● Goal: Copy exactly the lines from the one containing "Point to the grassy" through the last line of the records, both included, and nothing more.

[Task inputs start]

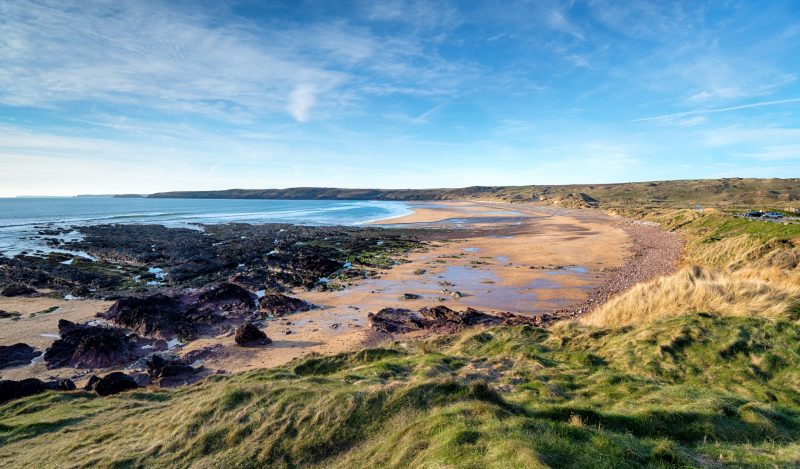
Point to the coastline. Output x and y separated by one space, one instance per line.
523 259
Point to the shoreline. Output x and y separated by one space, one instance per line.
522 259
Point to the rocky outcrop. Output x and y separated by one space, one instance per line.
10 390
171 371
249 335
443 319
395 321
84 346
227 294
184 315
17 355
17 289
156 315
113 383
277 305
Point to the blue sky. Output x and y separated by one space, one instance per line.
112 97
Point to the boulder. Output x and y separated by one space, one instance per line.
249 335
162 367
228 293
114 383
91 383
17 355
277 304
10 390
17 289
469 317
395 321
83 346
202 353
151 315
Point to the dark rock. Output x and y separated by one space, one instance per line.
228 293
442 319
142 379
162 367
181 314
152 315
83 346
27 387
17 289
277 304
17 355
91 383
249 335
114 383
395 321
468 317
203 353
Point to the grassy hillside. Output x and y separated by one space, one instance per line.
732 193
687 391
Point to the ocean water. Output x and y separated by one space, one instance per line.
22 218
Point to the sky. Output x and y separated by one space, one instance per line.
141 96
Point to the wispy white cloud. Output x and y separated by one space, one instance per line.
158 56
677 115
301 100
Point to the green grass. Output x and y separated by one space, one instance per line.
689 391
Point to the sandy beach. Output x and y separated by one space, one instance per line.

[Task inputs end]

● Result for this task:
Point to the grassy hillside. Output x and y separated by one space, one instance per line.
732 193
687 391
Point to the ocean water. Output x and y separated by one space, one instance per line.
22 218
Point to the sky. Output x and y separated by one space, one instance per line.
141 96
Point to the wispy white cloud. Output x and y separated by one space, one instance per line.
158 56
677 115
301 100
Point to the green grass. Output x and y separated by one space, one instance per line.
689 391
Point to the sandy beach. Output x and y separated by one space, one instance per line.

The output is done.